# Supplied entries

□ □ □ □

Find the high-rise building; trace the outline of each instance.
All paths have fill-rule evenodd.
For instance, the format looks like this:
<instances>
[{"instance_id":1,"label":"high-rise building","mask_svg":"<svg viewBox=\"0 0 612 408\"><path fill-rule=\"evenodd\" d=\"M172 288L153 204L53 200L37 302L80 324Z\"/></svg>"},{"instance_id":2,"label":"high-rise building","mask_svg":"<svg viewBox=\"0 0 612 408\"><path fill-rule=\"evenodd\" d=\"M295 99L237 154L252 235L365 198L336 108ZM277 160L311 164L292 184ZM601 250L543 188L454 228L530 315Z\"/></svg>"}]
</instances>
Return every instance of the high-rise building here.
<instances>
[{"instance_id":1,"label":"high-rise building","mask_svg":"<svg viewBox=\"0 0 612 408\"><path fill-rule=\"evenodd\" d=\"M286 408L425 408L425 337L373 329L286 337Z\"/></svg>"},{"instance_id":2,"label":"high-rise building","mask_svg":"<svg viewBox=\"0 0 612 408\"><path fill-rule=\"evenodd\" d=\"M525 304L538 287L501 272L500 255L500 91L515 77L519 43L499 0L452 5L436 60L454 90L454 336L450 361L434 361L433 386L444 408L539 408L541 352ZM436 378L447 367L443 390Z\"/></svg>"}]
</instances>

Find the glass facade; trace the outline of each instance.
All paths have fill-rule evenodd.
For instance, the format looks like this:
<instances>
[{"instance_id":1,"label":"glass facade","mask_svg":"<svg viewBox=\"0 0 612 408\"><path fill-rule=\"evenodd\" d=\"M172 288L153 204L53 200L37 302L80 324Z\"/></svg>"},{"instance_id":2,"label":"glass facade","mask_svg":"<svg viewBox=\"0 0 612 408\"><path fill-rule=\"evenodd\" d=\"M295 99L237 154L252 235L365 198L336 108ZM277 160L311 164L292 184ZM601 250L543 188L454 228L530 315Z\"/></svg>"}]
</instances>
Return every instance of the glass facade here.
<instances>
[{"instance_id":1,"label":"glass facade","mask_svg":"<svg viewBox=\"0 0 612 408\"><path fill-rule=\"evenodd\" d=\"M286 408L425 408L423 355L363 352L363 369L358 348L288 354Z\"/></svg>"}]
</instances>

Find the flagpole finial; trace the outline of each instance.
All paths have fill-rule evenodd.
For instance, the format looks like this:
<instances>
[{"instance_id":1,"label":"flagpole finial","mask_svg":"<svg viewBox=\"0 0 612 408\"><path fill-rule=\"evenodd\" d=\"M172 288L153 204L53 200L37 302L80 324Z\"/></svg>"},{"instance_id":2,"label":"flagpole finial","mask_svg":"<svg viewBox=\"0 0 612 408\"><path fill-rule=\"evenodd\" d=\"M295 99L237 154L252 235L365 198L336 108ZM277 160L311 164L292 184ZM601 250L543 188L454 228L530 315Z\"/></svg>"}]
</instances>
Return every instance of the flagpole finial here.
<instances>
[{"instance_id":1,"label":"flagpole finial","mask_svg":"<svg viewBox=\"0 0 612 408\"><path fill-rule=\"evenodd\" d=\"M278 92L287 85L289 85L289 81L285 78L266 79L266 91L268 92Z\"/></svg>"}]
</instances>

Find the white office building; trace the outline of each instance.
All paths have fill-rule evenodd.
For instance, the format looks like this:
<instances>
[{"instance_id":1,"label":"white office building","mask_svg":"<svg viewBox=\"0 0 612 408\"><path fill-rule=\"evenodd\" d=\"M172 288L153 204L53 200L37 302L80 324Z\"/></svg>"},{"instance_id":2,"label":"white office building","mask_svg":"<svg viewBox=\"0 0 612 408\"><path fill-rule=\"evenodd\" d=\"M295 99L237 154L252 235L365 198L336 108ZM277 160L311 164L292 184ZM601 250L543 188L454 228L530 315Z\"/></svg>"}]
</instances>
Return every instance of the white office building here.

□ □ □ □

# Task directions
Repeat all the records. Match each line exactly.

# Written solution
Find the high-rise building; trace the outline of each instance.
All paths have fill-rule evenodd.
For instance, the format looks like this:
<instances>
[{"instance_id":1,"label":"high-rise building","mask_svg":"<svg viewBox=\"0 0 612 408\"><path fill-rule=\"evenodd\" d=\"M172 288L153 204L53 200L37 302L80 324Z\"/></svg>"},{"instance_id":2,"label":"high-rise building","mask_svg":"<svg viewBox=\"0 0 612 408\"><path fill-rule=\"evenodd\" d=\"M295 99L237 154L252 235L365 198L336 108ZM277 160L311 164L292 184ZM601 250L543 188L454 228L530 315Z\"/></svg>"}]
</instances>
Return every instance of the high-rise building here.
<instances>
[{"instance_id":1,"label":"high-rise building","mask_svg":"<svg viewBox=\"0 0 612 408\"><path fill-rule=\"evenodd\" d=\"M286 408L425 408L425 337L373 329L286 337Z\"/></svg>"},{"instance_id":2,"label":"high-rise building","mask_svg":"<svg viewBox=\"0 0 612 408\"><path fill-rule=\"evenodd\" d=\"M525 304L538 287L501 272L500 255L500 91L515 77L519 43L499 0L452 5L436 60L454 90L454 336L450 361L434 361L433 386L444 408L539 408L541 352ZM436 378L447 367L443 390Z\"/></svg>"}]
</instances>

Find the glass facade; trace the outline of each instance.
All paths have fill-rule evenodd.
For instance, the format looks like this:
<instances>
[{"instance_id":1,"label":"glass facade","mask_svg":"<svg viewBox=\"0 0 612 408\"><path fill-rule=\"evenodd\" d=\"M172 288L153 204L53 200L37 302L80 324Z\"/></svg>"},{"instance_id":2,"label":"glass facade","mask_svg":"<svg viewBox=\"0 0 612 408\"><path fill-rule=\"evenodd\" d=\"M295 99L237 154L252 235L365 198L336 108ZM277 160L311 164L292 184ZM601 250L543 188L454 228L530 315Z\"/></svg>"}]
</instances>
Return every instance of the glass facade here.
<instances>
[{"instance_id":1,"label":"glass facade","mask_svg":"<svg viewBox=\"0 0 612 408\"><path fill-rule=\"evenodd\" d=\"M286 408L425 408L423 355L363 352L363 369L358 348L288 354Z\"/></svg>"}]
</instances>

Find the flagpole finial; trace the outline of each instance.
All paths have fill-rule evenodd.
For instance, the format looks like this:
<instances>
[{"instance_id":1,"label":"flagpole finial","mask_svg":"<svg viewBox=\"0 0 612 408\"><path fill-rule=\"evenodd\" d=\"M172 288L153 204L53 200L37 302L80 324Z\"/></svg>"},{"instance_id":2,"label":"flagpole finial","mask_svg":"<svg viewBox=\"0 0 612 408\"><path fill-rule=\"evenodd\" d=\"M295 99L237 154L252 235L365 198L336 108ZM277 160L311 164L292 184ZM601 250L543 188L454 228L530 315Z\"/></svg>"}]
</instances>
Return every instance of the flagpole finial here.
<instances>
[{"instance_id":1,"label":"flagpole finial","mask_svg":"<svg viewBox=\"0 0 612 408\"><path fill-rule=\"evenodd\" d=\"M278 92L287 85L289 85L289 81L285 78L266 79L266 91L268 92Z\"/></svg>"}]
</instances>

Find the white office building; trace the outline of each instance.
All paths have fill-rule evenodd.
For instance, the format looks like this:
<instances>
[{"instance_id":1,"label":"white office building","mask_svg":"<svg viewBox=\"0 0 612 408\"><path fill-rule=\"evenodd\" d=\"M172 288L153 204L53 200L37 302L80 324Z\"/></svg>"},{"instance_id":2,"label":"white office building","mask_svg":"<svg viewBox=\"0 0 612 408\"><path fill-rule=\"evenodd\" d=\"M295 99L237 154L252 235L365 198L336 108ZM277 160L311 164L292 184ZM601 250L543 188L454 228L530 315Z\"/></svg>"}]
</instances>
Return every instance of the white office building here.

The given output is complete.